* Requests:
1) In the Pac-10 expansion article below, how much does Navigate Marketing project the conference's next TV deal will be worth per member school?
2) Summarize the Pac-10 expansion article below in two sentences.
3) Extend the Pac-10 expansion article below, picking up right after its last sentence.

* Document extract:
____________________

However, not everyone thinks this was all that great an idea. And you can include former Coug A.D. Jim Sterk among those who isn’t exactly enamored with the new conference, especially without the super-sized version that would have included the Big 12 south. Per the latest from the San Diego Tribune:
The interesting call is Colorado. It’s doubtful the Pac-10 would have gone after Colorado so quickly if not convinced the others would follow like lemmings. In getting the Buffs and Utes, the Pac-10 didn’t come close to what it expected. The Big 12 did better than hold serve.
“I’m not so sure they would have taken Colorado,” Sterk says. “I know in the past Colorado hasn’t been enough.
It’s really hard to know for sure, but there have been a lot of strong rumors over the years that Colorado had been on the radar. Maybe not just as the lone new member of the conference, but Larry Scott has mentioned that they have been looking at Colorado for some time. It was even mentioned in the press conference when Colorado was announced as the newest member.
Yet Sterk still believes that the latest additions won’t be that big of a deal:
“I was on the TV committee the last go-round, six or seven years ago, and I asked an executive with ESPN if the Pac-10 should expand. He said, ‘Without Texas, it isn’t worth it.’ The Pac-10 currently has 19 percent of the marketplace. Adding those two schools, it possibly will be at 20 (percent) to 21 percent. That’s not big enough to drive the needle.”
You know, that was likely the truth six or seven years ago. But is it only about marketplace percentage when you try to put value on a TV deal? Or will there be other things in play?
Well, the Deseret News just did a story that examines how, exactly, the new Pac-12 TV deal will come together and what elements are in play in determining the value of said contract.
“Colorado and Utah don’t add that much,” said A.J. Maestas, president of Chicago-based Navigate Marketing, which helps schools assess their market value. “At the end of the day, it’s about households, ratings, the total market that you reach. Although they’re great markets, because there are some real strong markets in the Pac-10 like Los Angeles, you really don’t add to the total average market. A little bit, but not a ton.”
OK, so Sterk is definitely right on things like marketplace percentage. But that isn’t where the road to billions comes to an end. Not even close:
With the addition of CU and Utah, Navigate projects the Pac-10’s next TV deal should be worth about $14.5 million per member school. That’s nearly three times the Pac-10’s current deal and more than $5 million more than CU received last year from the Big 12.

____________________

* Supplied data:
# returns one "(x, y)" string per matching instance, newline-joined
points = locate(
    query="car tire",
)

____________________

* Exercise responses:
1) About $14.5 million per member school.

2) Former Cougar athletic director Jim Sterk doubts that adding Colorado and Utah will matter much, since he says it would only raise the Pac-10's share of the marketplace from 19 percent to about 20 or 21 percent. Even so, Navigate Marketing projects the conference's next TV deal at about $14.5 million per member school, nearly three times the current deal.

3)
Well, Ok, so if the marketplace percentage doesn’t move the needle, why are the projections of $14.5 million per school accurate?
Here’s why: It doesn’t account for the wild bargaining that will likely take place between competing networks. Much has changed in the past five years. The number of sports channels has multiplied. Most professional sports have their own TV network.
There is an ESPNU and an ESPN3. Comcast has merged with NBC-Universal. Conferences and schools offer bigger threats to start their own TV networks, as have the Big Ten and Mountain West, and as the Texas Longhorns plan to do.
AT&T and Verizon also have become cable providers. AT&T now reaches 20 million homes, and Verizon reaches 15 million. That’s a lot of money to advertisers, meaning that’s a lot of money to conferences offering the games.
That, and starting a football championship game, will likely overcome a Pac-10 fan base that’s less consumed than those in the Big 12, Southeastern Conference and Big Ten.
I don’t think a lot of this is pure “news” to many of you, but it really is amazing how much the NCAA football landscape has changed since Sterk was on that TV committee. There was no Big Ten network at the time, which is a now a cash cow for all Big Ten members. And the new, super-amazing SEC TV deal with CBS wasn’t in place yet. It’s a night-and-day difference where we currently sit compared to where we used to be. So there is no doubt that there is real hope here that the big TV dollars are coming.
Meanwhile, SI.com did a story last summer on the TV deals among the different conferences. For a quick eye-opener on a Monday morning, just take a look at how much money is out there right now among the models for TV contracts, the SEC and Big Ten, and compare it to the Pac-10:
SEC
• ESPN: 15 years, $2.25 billion
• CBS: 15 years, $825 million
(Both deals run through 2023-2024.)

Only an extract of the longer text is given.